## [Selected excerpt]
Tag Archive | Central America

Mystery Kidney Disease in Central America

This week my radio story was broadcast on Public Radio International’s “The World.” This was an effort of a reporting project from The Center for Public Integrity and the International Consortium of Investigative Journalists.

Please read the excellent article written by Sasha Chavkin and Ronnie Greene for a more in-depth investigation of the story.

The following is an excerpt from the radio piece:

A mysterious epidemic is sweeping Central America – it’s the second biggest cause of death among men in El Salvador, and in Nicaragua it’s a bigger killer of men than HIV and diabetes combined.

It’s unexplained but the latest theory is that the victims are literally working themselves to death.

In the western lowlands of Nicaragua, in a region of vast sugarcane fields, sits the tiny community of La Isla. The small houses are a patchwork of concrete and wood. Pieces of cloth serve as doors.

## [Record extracts]
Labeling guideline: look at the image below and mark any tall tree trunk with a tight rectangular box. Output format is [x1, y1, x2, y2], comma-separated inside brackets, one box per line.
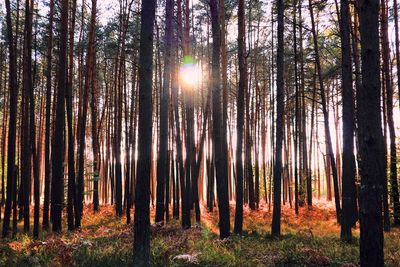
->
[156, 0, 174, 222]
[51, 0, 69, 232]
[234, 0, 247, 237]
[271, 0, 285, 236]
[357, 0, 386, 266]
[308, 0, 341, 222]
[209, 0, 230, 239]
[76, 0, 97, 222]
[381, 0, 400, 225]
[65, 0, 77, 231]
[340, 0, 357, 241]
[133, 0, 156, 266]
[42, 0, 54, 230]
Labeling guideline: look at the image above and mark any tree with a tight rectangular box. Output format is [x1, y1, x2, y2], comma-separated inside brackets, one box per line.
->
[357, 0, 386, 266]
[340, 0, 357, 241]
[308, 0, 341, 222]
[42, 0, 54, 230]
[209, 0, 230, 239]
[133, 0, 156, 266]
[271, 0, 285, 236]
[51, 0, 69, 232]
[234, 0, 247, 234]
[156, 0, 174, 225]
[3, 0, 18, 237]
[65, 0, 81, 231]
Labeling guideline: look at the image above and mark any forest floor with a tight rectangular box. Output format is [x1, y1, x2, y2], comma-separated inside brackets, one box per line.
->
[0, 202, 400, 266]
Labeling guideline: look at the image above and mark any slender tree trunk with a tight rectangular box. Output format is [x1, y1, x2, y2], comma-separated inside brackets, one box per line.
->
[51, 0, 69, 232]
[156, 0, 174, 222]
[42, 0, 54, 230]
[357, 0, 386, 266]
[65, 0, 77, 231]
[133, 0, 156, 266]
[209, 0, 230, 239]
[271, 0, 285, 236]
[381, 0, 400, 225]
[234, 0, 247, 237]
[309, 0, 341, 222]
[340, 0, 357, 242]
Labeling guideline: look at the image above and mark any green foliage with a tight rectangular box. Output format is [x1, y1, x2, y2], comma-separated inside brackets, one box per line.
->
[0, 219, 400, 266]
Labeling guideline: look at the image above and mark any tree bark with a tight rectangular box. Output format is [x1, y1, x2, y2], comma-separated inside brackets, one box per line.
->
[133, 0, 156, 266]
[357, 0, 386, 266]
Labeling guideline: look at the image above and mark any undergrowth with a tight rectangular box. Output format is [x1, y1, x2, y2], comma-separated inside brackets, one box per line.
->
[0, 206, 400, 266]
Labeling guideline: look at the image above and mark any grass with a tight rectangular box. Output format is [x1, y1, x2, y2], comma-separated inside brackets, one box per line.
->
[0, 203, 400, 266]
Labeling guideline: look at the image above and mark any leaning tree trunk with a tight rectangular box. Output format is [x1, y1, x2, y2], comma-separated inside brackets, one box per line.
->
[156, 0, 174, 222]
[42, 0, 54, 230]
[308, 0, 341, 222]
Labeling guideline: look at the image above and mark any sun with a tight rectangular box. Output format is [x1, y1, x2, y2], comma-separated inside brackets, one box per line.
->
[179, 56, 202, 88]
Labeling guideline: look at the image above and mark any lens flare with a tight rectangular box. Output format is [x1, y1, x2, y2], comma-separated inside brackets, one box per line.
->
* * *
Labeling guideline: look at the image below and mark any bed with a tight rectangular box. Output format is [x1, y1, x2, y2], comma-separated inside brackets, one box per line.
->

## [Assignment]
Please extract the passage of the kidney disease article between "The following is" and "and diabetes combined.", inclusive. The listing is separate from the kidney disease article.

## [Solution to the problem]
The following is an excerpt from the radio piece:

A mysterious epidemic is sweeping Central America – it’s the second biggest cause of death among men in El Salvador, and in Nicaragua it’s a bigger killer of men than HIV and diabetes combined.